### [YOUR INSTRUCTIONS]
Rewrite the part of the perfusion imaging text that begins at the words "First-pass magnetic resonance" and stops after "magnetic field inhomogeneities.", changing "established" to "accepted".

Complete and uniform saturation of myocardium is essential for quantitative myocardial perfusion imaging using the first pass of a contrast agent. At 3 T, inhomogeneities of both the static (B0) and radiofrequency (B1) magnetic fields have led to the use of adiabatic B1-insensitive rotation type 4 (BIR-4) pulses, which in practice are constrained by radiofrequency (RF) heating.
First-pass magnetic resonance (MR) myocardial perfusion imaging (MPI) is an established technique for the assessment of ischemic heart disease. Saturation recovery preparation is widely used to produce T1-weighted images rapidly and with multiple slice coverage. Contrast-to-noise ratio (CNR) of myocardial wall enhancement during the first pass is critical to the performance of this technique. Recent work at 3 T has demonstrated improved CNR and showed that the diagnostic performance of 3-T MPI is superior to that of 1.5 T for the identification of both single- and multiple-vessel coronary disease. Despite the gain in CNR, there are still major technical challenges in 3-T cardiac imaging, such as static (B0) and radiofrequency (B1) magnetic field inhomogeneities.
Qualitative and quantitative MPI both rely on complete and uniform saturation of myocardium, and the performance of saturation pulses is sensitive to variations in the B0 and B1 fields. Recent studies have compared the effectiveness of different saturation pulses and have shown that the rectangular RF pulse train and the adiabatic B1-insensitive rotation type 4 (BIR-4) pulse exhibit better saturation effectiveness than the conventional 90° rectangular hard pulse with 1.5-T and 3-T cardiac imaging. The conventional RF pulse train, however, is more susceptible to B1 inhomogeneity than the BIR-4 pulse. Conversely, the BIR-4 pulse has a higher specific absorption rate (SAR). These costs inherently limit their application at 3 T, where low RF power deposition and immunity to B0- and B1-field inhomogeneities are highly desirable. At 3 T, inhomogeneities of both the static (B0) and radiofrequency (B1) magnetic fields have led to the use of adiabatic B1-insensitive rotation type 4 (BIR-4) pulses, which in practice are constrained by radiofrequency (RF) heating.

Stored data entries:
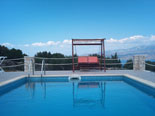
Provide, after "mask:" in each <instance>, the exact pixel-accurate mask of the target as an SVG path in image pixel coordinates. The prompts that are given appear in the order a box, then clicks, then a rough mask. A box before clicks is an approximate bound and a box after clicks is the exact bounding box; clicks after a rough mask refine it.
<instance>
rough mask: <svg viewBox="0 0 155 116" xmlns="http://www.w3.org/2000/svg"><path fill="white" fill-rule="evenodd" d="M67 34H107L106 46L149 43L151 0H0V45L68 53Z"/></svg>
mask: <svg viewBox="0 0 155 116" xmlns="http://www.w3.org/2000/svg"><path fill="white" fill-rule="evenodd" d="M72 38H76V39H80V38H81V39H87V38H88V39H91V38H92V39H94V38H106V42H105V44H106V50H114V49H128V48H131V47H135V46H143V45H152V44H154V43H155V0H0V44H1V45H5V46H7V47H9V48H13V47H14V48H18V49H21V50H23V52H24V53H26V54H28V55H30V56H33V55H34V54H35V53H36V52H39V51H44V50H47V51H50V52H52V53H54V52H60V53H63V54H66V55H69V54H71V39H72ZM77 49H78V52H79V54H84V53H85V52H87V51H90V50H89V49H90V47H87V48H85V49H83V48H77ZM98 49H99V48H92V50H91V52H92V51H94V52H98Z"/></svg>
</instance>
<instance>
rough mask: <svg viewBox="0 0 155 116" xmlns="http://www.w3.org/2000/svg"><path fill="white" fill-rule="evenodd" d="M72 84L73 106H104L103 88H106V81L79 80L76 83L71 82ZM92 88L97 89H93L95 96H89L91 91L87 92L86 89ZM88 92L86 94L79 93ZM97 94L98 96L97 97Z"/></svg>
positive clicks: (103, 94) (104, 95)
mask: <svg viewBox="0 0 155 116" xmlns="http://www.w3.org/2000/svg"><path fill="white" fill-rule="evenodd" d="M72 85H73V107H78V106H94V105H101V106H102V107H104V104H105V89H106V82H104V83H103V82H79V83H78V84H76V83H74V82H73V83H72ZM93 89H95V90H96V89H98V91H95V93H93V94H95V97H91V96H92V95H91V93H89V94H88V91H93ZM80 91H82V94H88V95H86V96H83V95H81V96H80ZM97 94H98V95H99V96H100V97H99V98H97Z"/></svg>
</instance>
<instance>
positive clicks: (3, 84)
mask: <svg viewBox="0 0 155 116" xmlns="http://www.w3.org/2000/svg"><path fill="white" fill-rule="evenodd" d="M78 75H79V76H103V77H104V76H124V77H125V78H129V79H132V80H134V81H137V82H139V83H142V84H144V85H147V86H149V87H151V88H153V89H155V83H153V82H151V81H148V80H144V79H141V78H139V77H136V76H133V75H129V74H78ZM66 76H71V75H70V74H66V75H64V74H63V75H44V76H43V77H40V75H31V77H32V78H35V77H40V78H44V77H51V78H52V77H66ZM26 77H27V75H22V76H18V77H15V78H13V79H10V80H7V81H4V82H0V87H2V86H5V85H7V84H9V83H12V82H15V81H17V80H20V79H22V78H26Z"/></svg>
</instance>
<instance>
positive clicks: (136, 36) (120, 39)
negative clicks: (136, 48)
mask: <svg viewBox="0 0 155 116" xmlns="http://www.w3.org/2000/svg"><path fill="white" fill-rule="evenodd" d="M143 38H145V37H144V36H142V35H135V36H131V37H127V38H122V39H113V38H110V39H109V40H106V41H107V42H108V43H125V42H132V41H135V40H139V39H143Z"/></svg>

### [COMPLETED TASK]
First-pass magnetic resonance (MR) myocardial perfusion imaging (MPI) is an accepted technique for the assessment of ischemic heart disease. Saturation recovery preparation is widely used to produce T1-weighted images rapidly and with multiple slice coverage. Contrast-to-noise ratio (CNR) of myocardial wall enhancement during the first pass is critical to the performance of this technique. Recent work at 3 T has demonstrated improved CNR and showed that the diagnostic performance of 3-T MPI is superior to that of 1.5 T for the identification of both single- and multiple-vessel coronary disease. Despite the gain in CNR, there are still major technical challenges in 3-T cardiac imaging, such as static (B0) and radiofrequency (B1) magnetic field inhomogeneities.